» SOURCE PASSAGE
More than 600 cases of doctor-assisted death in Quebec in 2016-17
Posted October 26, 2017 4:17 pm.
Last Updated October 26, 2017 6:40 pm.
This article is more than 5 years old.
MONTREAL – Quebecers are increasingly asking about having the province’s doctor-assisted suicide law expanded, the woman behind the legislation said Thursday.
Veronique Hivon of the Parti Quebecois said “a lot of people” approach her about modifying the law to allow family members with degenerative illnesses such as Alzheimer’s access to the procedure.
Hivon was reacting to the Health Department’s latest numbers released Thursday that reveal Quebec doctors assisted 638 people in dying between June 10, 2016, and June 9, 2017.
The number is a significant increase compared with the 167 people who received a doctor-assisted death in the first six months after the law went into effect in December 2015.
“According to the evidence, the numbers confirm that the law is responding to a need of people at the end of their life, who are suffering and who want access to this option,” Hivon said in an interview.
“There is a very clear desire within the population to debate expanding the legislation. We need this debate to happen.”
Hivon said the ongoing high-profile court case of Michel Cadotte, a man charged with second-degree murder after his wife was found dead in a long-term facility, helped bring the issue to many people’s attention.
Cadotte’s wife was reportedly suffering badly from Alzheimer’s and had seen her request for a doctor-assisted death denied.
Hivon said only Alzheimer’s patients who are at the end of their life can receive a doctor-assisted death.
By the time that happens, however, people suffering from Alzheimer’s are often not able to give informed consent, which is another necessary criterion to receive the procedure.

» TASK GOAL
In the article on doctor-assisted death in Quebec, how many people did Quebec doctors assist in dying between June 10, 2016, and June 9, 2017? You don't need the records that come next for anything here.

» DATA UNDER STUDY
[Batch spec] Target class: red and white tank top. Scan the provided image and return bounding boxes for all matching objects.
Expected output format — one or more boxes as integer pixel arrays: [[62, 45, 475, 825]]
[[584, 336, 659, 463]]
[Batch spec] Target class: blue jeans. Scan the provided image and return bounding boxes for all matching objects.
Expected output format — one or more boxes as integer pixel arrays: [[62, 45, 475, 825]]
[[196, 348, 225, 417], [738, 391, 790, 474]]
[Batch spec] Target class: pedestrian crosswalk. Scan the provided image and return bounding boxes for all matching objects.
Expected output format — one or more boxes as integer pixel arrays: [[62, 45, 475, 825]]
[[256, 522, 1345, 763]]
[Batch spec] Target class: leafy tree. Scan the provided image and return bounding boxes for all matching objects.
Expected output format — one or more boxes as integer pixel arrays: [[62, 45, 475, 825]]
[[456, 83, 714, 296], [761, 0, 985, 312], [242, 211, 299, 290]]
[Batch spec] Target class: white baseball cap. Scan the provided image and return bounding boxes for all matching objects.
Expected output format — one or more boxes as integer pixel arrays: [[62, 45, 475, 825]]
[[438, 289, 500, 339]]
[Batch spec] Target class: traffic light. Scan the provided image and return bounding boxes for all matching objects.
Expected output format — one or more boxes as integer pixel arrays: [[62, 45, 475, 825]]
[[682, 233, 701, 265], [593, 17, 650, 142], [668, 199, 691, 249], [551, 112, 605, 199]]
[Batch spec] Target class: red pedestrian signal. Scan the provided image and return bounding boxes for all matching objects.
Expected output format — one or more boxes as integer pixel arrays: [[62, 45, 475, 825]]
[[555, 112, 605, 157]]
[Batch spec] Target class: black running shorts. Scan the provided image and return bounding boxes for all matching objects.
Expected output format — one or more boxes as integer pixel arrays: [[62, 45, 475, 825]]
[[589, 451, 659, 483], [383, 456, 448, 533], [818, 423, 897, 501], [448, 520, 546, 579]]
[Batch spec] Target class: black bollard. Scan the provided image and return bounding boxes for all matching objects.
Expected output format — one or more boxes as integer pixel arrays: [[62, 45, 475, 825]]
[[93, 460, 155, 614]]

» ANSWER TO THIS TASK
638 people.